§ **Problem a**
In the histogram thread below, list every bin label in the value-arrow diagram.

§ **Extract**
Boost logo

Boost :

Subject: Re: [boost] [histogram] should some_axis::size() return unsigned or int?
From: Hans Dembinski (hans.dembinski_at_[hidden])
Date: 2018-11-30 10:16:44


> On 30. Nov 2018, at 00:38, Gavin Lambert via Boost <boost_at_[hidden]> wrote:
>
> On 30/11/2018 06:12, Hans Dembinski wrote:
>> This is not a good match here, because -1 here does not have the meaning of "value is missing", but it really is the logical index for the virtual bin that spans from -infinity to the lower edge of the first bin in the axis.
>> Value arrow:
>> -inf ——————— | ——————— | —————— | —————— |—————————> +inf
>> bin -1 bin 0 bin 1 bin 2 bin 3
>> I think representing the underflow bin with -1 and the overflow bin with the value returned by size() is very intuitive and elegant.
>
> Conventionally your size_type should be the same type returned by size() and used for indexing. So I would expect that type to be int, given the above.

Makes sense.

> Having said that, you're already departing from standard container conventions by having size() return a number that is *sometimes* 2 smaller than the "real" number of bins, which might frustrate generic algorithms.

Generic algorithm operate on iterator intervals, so that is a separate matter, I think.

I think there is no perfect solution which is always unsurprising. In some calculations, you want to loop over the extra bins (underflow/overflow), but in most calculations you don't care about them and you want to ignore them. The current design is build on this insight, which is drawn from experience collected with CERN's ROOT library, where the underflow bin is placed at index 0. In that library, the first bin you are usually interested in starts at index 1. This turned out to be much more confusing and surprising to people, especially beginners.

I originally had two methods, `size()` and `shape()`. The former would return the logical size of the axis, the latter the physical size. People didn't like `shape()` so we discussed other options and settled for `extend()`. `extend()` is now a free function in the axis::traits namespace and not a method anymore. The axis only has a `size()` method. In practice, the end user of the library has little use for `extend()`, it is mainly used internally.

> Completely without tongue in cheek, I wonder if it might be better to not provide a size() method at all (to avoid container implications which you do not satisfy) and spell it as bin_count() or something distinct instead.

[Rows from a pointing dataset]
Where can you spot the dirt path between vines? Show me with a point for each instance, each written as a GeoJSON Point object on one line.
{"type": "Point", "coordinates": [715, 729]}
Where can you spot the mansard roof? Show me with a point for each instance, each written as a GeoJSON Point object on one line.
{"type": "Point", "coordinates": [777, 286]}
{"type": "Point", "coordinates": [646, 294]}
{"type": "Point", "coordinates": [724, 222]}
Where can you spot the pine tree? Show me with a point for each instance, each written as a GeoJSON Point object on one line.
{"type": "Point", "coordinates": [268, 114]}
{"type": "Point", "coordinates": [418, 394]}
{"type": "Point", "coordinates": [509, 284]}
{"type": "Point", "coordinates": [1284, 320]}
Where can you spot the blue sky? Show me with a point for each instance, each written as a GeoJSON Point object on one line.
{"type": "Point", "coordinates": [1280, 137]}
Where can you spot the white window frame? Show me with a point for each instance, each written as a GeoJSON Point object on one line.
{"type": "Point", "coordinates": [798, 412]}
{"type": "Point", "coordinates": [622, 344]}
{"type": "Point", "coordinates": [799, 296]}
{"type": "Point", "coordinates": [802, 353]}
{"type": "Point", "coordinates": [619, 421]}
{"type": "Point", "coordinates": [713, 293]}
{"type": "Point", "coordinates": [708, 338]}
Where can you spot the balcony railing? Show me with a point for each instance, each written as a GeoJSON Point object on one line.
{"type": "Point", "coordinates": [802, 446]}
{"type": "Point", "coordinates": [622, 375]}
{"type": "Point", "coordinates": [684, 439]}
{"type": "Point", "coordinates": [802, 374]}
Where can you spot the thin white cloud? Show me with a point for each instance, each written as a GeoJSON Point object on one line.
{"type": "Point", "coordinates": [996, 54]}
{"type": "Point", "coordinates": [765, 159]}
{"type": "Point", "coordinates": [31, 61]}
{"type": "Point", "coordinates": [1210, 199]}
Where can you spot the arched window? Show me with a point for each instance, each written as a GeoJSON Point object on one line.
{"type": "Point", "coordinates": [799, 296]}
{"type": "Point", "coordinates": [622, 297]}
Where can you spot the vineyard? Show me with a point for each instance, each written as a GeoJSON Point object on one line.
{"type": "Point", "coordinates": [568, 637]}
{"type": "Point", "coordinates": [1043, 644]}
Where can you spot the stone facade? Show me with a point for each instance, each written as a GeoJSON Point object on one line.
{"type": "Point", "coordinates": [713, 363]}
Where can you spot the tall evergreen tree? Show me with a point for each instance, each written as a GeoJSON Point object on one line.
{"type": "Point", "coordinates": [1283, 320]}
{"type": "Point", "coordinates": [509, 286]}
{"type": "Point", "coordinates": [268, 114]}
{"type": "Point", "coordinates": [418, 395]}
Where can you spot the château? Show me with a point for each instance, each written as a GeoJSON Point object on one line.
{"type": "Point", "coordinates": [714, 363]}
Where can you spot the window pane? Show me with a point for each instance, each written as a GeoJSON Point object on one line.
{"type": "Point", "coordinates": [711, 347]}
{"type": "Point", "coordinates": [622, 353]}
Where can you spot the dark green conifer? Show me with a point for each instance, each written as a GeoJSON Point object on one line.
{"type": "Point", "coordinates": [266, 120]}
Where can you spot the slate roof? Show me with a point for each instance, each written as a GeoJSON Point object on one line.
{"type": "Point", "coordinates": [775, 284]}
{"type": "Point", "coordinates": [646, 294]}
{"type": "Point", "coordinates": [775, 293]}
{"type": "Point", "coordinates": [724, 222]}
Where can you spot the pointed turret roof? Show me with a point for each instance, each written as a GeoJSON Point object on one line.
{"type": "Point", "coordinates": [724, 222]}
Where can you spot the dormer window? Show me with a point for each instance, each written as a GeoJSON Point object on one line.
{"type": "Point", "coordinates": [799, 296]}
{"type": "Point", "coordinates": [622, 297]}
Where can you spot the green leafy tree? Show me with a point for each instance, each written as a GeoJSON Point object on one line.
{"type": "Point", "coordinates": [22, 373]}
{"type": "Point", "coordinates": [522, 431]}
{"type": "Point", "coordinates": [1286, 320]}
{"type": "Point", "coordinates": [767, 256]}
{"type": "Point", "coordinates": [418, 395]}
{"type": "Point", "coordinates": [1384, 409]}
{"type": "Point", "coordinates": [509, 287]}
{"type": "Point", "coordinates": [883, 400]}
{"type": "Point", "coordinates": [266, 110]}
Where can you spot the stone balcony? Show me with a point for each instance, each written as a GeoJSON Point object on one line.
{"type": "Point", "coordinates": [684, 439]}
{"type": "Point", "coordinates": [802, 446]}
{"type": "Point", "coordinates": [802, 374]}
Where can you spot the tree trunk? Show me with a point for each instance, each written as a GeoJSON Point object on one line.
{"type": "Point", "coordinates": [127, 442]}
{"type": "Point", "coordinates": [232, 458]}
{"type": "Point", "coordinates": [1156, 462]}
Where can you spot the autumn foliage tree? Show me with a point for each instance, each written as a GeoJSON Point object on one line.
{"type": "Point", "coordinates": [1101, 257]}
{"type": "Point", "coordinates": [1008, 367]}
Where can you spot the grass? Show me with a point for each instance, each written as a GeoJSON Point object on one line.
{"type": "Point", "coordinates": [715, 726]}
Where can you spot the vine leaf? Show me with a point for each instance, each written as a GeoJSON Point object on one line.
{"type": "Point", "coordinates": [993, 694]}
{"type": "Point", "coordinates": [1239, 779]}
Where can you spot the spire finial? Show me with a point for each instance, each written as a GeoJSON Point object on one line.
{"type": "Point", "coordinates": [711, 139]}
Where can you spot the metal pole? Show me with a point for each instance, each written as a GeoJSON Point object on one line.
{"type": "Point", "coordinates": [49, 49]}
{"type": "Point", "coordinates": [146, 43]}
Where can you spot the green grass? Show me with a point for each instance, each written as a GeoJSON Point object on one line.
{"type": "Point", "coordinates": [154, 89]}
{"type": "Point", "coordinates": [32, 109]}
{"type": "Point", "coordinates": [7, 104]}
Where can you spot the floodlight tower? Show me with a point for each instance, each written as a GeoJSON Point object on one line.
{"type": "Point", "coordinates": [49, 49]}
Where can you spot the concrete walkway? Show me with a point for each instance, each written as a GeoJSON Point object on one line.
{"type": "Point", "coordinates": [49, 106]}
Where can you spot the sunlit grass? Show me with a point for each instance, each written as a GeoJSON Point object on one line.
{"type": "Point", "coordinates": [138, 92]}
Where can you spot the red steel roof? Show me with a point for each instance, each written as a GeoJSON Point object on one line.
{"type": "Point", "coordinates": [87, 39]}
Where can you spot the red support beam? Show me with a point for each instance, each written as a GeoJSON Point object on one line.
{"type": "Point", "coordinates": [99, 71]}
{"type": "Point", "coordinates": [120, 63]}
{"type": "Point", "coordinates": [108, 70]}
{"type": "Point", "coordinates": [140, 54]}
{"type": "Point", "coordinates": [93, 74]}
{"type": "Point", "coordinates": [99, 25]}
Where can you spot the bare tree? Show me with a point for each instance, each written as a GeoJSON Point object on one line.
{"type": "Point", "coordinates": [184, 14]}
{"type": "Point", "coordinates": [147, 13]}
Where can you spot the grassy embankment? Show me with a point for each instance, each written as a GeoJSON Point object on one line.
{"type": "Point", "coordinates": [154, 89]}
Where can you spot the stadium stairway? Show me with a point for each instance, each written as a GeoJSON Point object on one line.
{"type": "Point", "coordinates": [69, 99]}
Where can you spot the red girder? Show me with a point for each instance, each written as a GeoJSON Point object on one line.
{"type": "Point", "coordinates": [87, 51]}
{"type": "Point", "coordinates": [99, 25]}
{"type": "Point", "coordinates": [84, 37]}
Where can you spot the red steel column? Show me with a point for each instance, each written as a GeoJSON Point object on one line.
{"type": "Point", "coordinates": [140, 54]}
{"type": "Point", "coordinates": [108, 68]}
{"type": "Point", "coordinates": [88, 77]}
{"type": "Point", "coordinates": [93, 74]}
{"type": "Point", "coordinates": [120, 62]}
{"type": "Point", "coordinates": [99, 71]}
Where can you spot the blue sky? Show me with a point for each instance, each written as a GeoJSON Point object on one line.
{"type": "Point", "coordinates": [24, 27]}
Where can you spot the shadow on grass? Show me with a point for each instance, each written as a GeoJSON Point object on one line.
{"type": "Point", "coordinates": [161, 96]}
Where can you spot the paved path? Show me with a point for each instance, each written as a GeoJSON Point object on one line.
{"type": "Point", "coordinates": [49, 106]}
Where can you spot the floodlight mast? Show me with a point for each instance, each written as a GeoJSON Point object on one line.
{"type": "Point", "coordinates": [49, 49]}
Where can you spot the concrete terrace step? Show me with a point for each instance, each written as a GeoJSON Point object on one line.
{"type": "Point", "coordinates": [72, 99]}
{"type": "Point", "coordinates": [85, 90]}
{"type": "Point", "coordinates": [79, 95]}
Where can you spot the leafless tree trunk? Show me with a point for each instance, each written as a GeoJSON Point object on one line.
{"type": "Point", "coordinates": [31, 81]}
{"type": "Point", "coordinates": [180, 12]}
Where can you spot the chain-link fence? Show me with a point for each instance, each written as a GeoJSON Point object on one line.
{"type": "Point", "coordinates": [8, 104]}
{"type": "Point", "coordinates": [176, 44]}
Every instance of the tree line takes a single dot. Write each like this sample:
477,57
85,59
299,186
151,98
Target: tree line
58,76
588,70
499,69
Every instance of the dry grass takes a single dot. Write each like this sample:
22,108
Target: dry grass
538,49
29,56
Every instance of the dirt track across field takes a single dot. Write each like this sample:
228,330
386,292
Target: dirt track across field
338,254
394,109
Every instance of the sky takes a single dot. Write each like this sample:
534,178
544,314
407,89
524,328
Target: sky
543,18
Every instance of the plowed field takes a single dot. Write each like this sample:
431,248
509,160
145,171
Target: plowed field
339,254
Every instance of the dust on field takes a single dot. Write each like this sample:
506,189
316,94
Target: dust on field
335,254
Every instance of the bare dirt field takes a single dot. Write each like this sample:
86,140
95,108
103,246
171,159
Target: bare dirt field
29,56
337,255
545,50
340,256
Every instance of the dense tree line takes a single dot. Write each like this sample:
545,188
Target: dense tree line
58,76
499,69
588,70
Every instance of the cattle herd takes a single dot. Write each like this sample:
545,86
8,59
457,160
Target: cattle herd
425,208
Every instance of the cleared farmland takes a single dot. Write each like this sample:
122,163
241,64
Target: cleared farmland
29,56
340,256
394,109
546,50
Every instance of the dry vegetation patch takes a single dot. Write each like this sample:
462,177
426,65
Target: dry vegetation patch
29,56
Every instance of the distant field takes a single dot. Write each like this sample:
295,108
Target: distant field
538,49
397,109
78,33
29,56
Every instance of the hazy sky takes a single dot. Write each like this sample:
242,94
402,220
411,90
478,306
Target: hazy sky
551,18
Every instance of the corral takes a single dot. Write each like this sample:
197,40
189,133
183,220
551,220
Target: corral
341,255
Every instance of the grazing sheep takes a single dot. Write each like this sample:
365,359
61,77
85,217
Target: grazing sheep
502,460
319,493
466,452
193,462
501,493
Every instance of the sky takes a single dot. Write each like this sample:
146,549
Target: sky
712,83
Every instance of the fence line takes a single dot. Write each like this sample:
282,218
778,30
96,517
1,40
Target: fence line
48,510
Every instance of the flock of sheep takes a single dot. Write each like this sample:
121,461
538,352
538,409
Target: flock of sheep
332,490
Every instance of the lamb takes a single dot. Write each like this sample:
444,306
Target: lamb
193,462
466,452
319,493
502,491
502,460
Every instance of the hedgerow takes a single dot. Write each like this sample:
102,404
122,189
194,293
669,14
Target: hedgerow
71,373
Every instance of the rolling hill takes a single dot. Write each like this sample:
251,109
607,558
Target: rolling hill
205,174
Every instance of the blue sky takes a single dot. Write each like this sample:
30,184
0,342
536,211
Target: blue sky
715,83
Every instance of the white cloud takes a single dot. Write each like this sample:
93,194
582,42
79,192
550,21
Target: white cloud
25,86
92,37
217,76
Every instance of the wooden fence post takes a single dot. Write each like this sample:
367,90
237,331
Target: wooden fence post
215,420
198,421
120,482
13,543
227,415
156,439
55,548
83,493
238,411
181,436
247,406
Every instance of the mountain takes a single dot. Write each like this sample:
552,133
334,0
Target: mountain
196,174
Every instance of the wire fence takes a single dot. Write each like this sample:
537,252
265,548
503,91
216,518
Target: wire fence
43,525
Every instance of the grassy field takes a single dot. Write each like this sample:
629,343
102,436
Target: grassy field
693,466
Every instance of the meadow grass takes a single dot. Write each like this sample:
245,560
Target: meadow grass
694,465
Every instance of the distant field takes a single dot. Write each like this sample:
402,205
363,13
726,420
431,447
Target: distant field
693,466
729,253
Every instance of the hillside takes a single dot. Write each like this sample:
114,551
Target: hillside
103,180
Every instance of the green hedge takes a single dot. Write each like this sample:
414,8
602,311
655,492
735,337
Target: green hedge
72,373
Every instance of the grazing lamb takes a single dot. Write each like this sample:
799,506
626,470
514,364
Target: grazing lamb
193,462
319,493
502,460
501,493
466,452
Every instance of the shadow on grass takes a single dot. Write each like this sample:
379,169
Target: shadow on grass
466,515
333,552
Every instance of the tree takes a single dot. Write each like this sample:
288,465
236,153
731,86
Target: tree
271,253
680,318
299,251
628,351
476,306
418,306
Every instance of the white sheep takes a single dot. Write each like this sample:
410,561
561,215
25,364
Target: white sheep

§ **Problem b**
Rewrite the records from the line containing "Every instance of the tree takes" through the end of the records, inclusive, swapping "single dot" for "single point" and keeping everything else the same.

§ **Complete response a**
bin -1, bin 0, bin 1, bin 2, bin 3

§ **Complete response b**
Every instance of the tree takes a single point. Write each like this sample:
288,465
236,153
731,86
Target: tree
271,253
680,318
299,251
628,351
476,306
418,306
Every instance of the white sheep takes a single point. Write each like this sample:
410,561
561,215
25,364
Target: white sheep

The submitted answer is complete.